WRITTEN REQUEST A =
Find every line in the rows below that contains the string "ceiling", matching case exactly, and copy each such line.

--- start of EXCERPT TO READ ---

0

I have an open-source thermodynamic property library that is coded all in C++ and I am finally getting frustrated with dealing with units. I would like therefore to add boost::units to my core code in order to use boost::units to do all the unit handling with zero-ish(?) computational overhead.

But I need my code to run cross-platform/cross-compiler (Boost can do that), and ideally not need to download ALL of Boost since it isn't exactly a small package.

I want to know:

Is it possible to include only a small part of Boost? And not even download the other parts of Boost? I know if other Boost modules are not included, they will not be included in the build, but I don't want to even need to download the other modules.

Also, does boost::units require compilation or is it header-only?

Peter Mortensen
  • 30,738
  • 21
  • 105
  • 131
ibell
  • 1,070
  • 8
  • 29
  • This may be a duplicate of [this question](http://stackoverflow.com/questions/2150836/how-to-extract-boost-interprocess-library) – Bill Lynch Mar 15 '13 at 21:14

2 Answers2

2

It is a header-only library, and it does depend on other Boost libraries.

A quick examination indicates that you'll need at least:

  • boost::math
  • boost::mpl
  • boost::type_traits
  • boost::serialization
  • boost::config
  • boost::utility
  • boost::lambda
  • boost::version

Plus others that those libraries may include. All of those libraries were header-only as of version 1.49.

--- end of EXCERPT TO READ ---
--- start of GIVEN ENTRIES ---

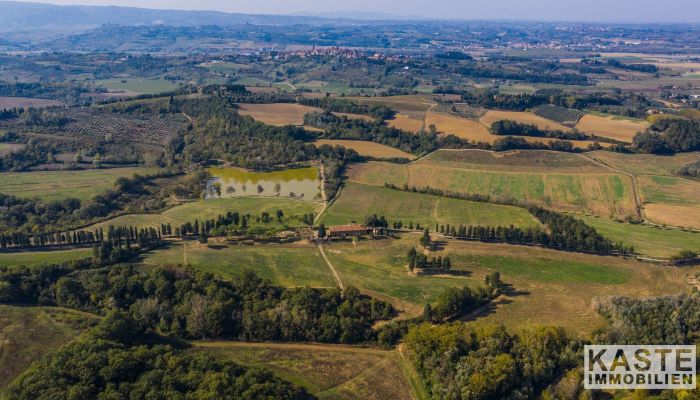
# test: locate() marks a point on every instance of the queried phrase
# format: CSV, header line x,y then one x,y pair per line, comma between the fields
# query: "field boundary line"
x,y
332,268
417,387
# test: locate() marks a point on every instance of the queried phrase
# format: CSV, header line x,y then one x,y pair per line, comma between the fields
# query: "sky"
x,y
537,10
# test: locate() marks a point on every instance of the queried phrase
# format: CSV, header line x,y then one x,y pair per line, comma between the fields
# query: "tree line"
x,y
510,127
121,358
376,131
192,305
331,104
36,217
669,135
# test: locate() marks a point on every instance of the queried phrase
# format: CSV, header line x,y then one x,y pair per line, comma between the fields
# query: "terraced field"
x,y
562,182
548,287
57,185
358,201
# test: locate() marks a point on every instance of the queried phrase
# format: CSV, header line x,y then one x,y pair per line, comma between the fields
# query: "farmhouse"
x,y
347,230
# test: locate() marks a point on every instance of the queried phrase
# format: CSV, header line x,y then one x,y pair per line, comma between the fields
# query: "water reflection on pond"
x,y
229,182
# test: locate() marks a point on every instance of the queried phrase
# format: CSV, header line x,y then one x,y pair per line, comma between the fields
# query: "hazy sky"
x,y
559,10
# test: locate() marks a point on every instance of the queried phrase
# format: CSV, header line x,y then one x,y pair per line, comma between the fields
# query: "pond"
x,y
226,182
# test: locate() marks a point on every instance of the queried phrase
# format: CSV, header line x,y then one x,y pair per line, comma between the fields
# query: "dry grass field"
x,y
667,199
648,240
326,371
207,209
460,127
23,102
522,117
549,287
644,164
355,116
7,148
564,182
674,215
358,201
56,185
369,149
277,114
406,123
611,127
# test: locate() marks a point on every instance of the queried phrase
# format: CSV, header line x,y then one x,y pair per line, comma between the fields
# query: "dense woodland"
x,y
136,194
662,320
459,362
194,305
120,358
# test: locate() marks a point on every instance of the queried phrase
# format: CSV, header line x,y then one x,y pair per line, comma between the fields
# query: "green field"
x,y
57,185
138,85
288,266
224,67
670,190
29,333
207,209
667,198
252,82
39,258
326,371
588,190
647,240
549,287
357,201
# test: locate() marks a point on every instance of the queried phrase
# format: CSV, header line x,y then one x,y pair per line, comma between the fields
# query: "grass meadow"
x,y
40,258
277,114
357,201
138,85
369,149
597,192
58,185
326,371
284,265
548,287
207,209
647,240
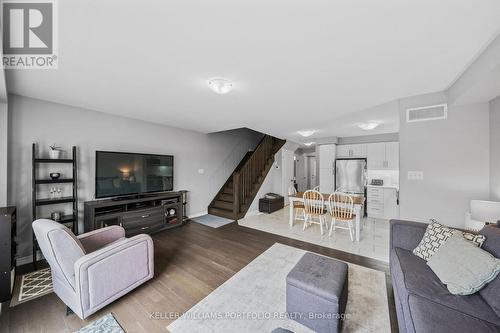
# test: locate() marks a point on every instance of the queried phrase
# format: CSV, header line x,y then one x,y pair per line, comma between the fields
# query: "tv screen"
x,y
120,174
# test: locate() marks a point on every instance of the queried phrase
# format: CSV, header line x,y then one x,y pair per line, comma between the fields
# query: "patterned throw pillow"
x,y
436,235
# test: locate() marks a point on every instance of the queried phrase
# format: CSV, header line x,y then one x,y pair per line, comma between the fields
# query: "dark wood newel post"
x,y
236,194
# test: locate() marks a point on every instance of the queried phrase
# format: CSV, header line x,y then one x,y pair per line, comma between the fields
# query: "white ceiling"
x,y
296,64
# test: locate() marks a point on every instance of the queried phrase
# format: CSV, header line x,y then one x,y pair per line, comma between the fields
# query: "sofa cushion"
x,y
492,245
436,235
433,317
462,267
418,279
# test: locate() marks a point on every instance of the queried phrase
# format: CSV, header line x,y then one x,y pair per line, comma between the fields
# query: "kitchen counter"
x,y
385,186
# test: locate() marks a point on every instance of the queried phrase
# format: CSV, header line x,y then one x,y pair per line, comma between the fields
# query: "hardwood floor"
x,y
190,262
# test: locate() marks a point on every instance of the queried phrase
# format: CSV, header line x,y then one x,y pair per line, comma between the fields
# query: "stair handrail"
x,y
227,166
244,178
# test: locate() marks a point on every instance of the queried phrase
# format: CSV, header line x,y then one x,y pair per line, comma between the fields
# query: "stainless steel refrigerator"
x,y
350,175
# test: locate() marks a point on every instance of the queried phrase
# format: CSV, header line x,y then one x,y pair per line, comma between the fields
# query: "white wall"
x,y
3,153
43,122
277,180
495,149
452,153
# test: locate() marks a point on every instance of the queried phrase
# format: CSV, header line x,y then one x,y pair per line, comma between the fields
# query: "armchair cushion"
x,y
99,238
111,272
60,247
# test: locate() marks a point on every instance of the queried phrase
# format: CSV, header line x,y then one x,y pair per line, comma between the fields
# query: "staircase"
x,y
237,194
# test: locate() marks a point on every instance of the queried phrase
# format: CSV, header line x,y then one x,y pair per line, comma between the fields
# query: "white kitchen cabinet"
x,y
326,167
383,156
382,202
391,208
352,151
326,180
343,150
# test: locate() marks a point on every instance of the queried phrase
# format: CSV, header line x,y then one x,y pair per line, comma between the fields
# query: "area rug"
x,y
106,324
31,285
212,221
254,299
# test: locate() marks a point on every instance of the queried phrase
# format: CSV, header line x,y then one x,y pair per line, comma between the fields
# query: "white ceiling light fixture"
x,y
220,85
369,125
306,133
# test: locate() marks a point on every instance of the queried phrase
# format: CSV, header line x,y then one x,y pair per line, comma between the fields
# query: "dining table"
x,y
358,201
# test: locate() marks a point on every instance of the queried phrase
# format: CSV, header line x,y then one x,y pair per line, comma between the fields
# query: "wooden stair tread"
x,y
257,167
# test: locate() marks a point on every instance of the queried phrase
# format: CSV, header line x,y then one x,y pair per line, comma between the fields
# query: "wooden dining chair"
x,y
341,209
314,208
298,206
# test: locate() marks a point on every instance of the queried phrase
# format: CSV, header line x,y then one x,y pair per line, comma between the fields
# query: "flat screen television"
x,y
125,174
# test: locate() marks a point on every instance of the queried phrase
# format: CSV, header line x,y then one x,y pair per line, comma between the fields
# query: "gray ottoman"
x,y
316,293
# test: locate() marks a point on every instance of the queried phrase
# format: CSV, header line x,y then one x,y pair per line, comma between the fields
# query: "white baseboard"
x,y
28,259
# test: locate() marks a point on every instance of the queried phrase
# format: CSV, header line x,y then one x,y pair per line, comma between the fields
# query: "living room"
x,y
277,167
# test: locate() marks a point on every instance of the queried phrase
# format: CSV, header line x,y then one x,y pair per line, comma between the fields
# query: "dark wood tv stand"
x,y
139,214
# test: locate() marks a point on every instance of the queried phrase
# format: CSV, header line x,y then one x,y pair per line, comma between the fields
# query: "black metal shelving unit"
x,y
68,220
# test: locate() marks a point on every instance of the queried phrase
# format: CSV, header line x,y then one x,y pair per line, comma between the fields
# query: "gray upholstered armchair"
x,y
94,269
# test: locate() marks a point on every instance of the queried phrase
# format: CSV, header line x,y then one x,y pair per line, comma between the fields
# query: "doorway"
x,y
311,172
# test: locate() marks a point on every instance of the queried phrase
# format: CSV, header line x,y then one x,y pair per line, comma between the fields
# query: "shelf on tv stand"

--- end of GIVEN ENTRIES ---

WRITTEN REQUEST B =
In the Boost question above, as of which version were all of the listed libraries header-only?

TASK OUTPUT A =
# query: "white ceiling"
# query: "white ceiling light fixture"

TASK OUTPUT B =
Version 1.49.